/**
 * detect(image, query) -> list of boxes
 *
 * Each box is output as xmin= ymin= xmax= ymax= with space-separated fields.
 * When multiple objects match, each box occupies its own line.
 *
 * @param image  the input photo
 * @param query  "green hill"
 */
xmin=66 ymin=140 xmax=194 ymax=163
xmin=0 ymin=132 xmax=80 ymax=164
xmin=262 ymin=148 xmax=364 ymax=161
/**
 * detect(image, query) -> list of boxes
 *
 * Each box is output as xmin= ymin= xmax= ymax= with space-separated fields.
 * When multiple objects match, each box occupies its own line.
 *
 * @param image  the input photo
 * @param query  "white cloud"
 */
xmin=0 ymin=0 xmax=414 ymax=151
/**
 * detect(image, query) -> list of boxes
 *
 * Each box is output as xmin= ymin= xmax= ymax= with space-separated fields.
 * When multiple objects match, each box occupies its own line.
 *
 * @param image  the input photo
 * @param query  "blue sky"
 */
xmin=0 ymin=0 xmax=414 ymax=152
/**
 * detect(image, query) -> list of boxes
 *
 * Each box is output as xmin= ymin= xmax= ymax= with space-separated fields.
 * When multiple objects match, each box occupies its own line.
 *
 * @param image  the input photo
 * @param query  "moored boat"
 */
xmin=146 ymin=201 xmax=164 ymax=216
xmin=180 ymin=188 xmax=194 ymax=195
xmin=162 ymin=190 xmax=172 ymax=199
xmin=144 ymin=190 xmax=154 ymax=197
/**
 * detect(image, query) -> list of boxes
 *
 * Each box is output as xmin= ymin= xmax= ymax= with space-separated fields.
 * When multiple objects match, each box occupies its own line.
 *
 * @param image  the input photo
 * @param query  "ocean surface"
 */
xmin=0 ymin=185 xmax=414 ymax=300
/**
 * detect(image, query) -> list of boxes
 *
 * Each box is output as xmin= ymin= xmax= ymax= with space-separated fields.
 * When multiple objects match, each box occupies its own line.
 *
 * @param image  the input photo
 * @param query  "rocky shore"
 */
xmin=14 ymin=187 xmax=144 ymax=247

++++++

(Aufgabenstellung) Gib sämtliche Zeilen der obigen Datensätze wortgetreu wieder.

(Ergebnis der Übung)
/**
 * detect(image, query) -> list of boxes
 *
 * Each box is output as xmin= ymin= xmax= ymax= with space-separated fields.
 * When multiple objects match, each box occupies its own line.
 *
 * @param image  the input photo
 * @param query  "green hill"
 */
xmin=66 ymin=140 xmax=194 ymax=163
xmin=0 ymin=132 xmax=80 ymax=164
xmin=262 ymin=148 xmax=364 ymax=161
/**
 * detect(image, query) -> list of boxes
 *
 * Each box is output as xmin= ymin= xmax= ymax= with space-separated fields.
 * When multiple objects match, each box occupies its own line.
 *
 * @param image  the input photo
 * @param query  "white cloud"
 */
xmin=0 ymin=0 xmax=414 ymax=151
/**
 * detect(image, query) -> list of boxes
 *
 * Each box is output as xmin= ymin= xmax= ymax= with space-separated fields.
 * When multiple objects match, each box occupies its own line.
 *
 * @param image  the input photo
 * @param query  "blue sky"
 */
xmin=0 ymin=0 xmax=414 ymax=152
/**
 * detect(image, query) -> list of boxes
 *
 * Each box is output as xmin= ymin= xmax= ymax= with space-separated fields.
 * When multiple objects match, each box occupies its own line.
 *
 * @param image  the input photo
 * @param query  "moored boat"
 */
xmin=146 ymin=201 xmax=164 ymax=216
xmin=180 ymin=188 xmax=194 ymax=195
xmin=162 ymin=190 xmax=172 ymax=199
xmin=144 ymin=190 xmax=154 ymax=197
/**
 * detect(image, query) -> list of boxes
 *
 * Each box is output as xmin= ymin= xmax= ymax= with space-separated fields.
 * When multiple objects match, each box occupies its own line.
 *
 * @param image  the input photo
 * @param query  "ocean surface"
 */
xmin=0 ymin=185 xmax=414 ymax=300
/**
 * detect(image, query) -> list of boxes
 *
 * Each box is output as xmin= ymin= xmax= ymax= with space-separated fields.
 * When multiple objects match, each box occupies its own line.
 *
 * @param image  the input photo
 * @param query  "rocky shore"
 */
xmin=14 ymin=187 xmax=144 ymax=247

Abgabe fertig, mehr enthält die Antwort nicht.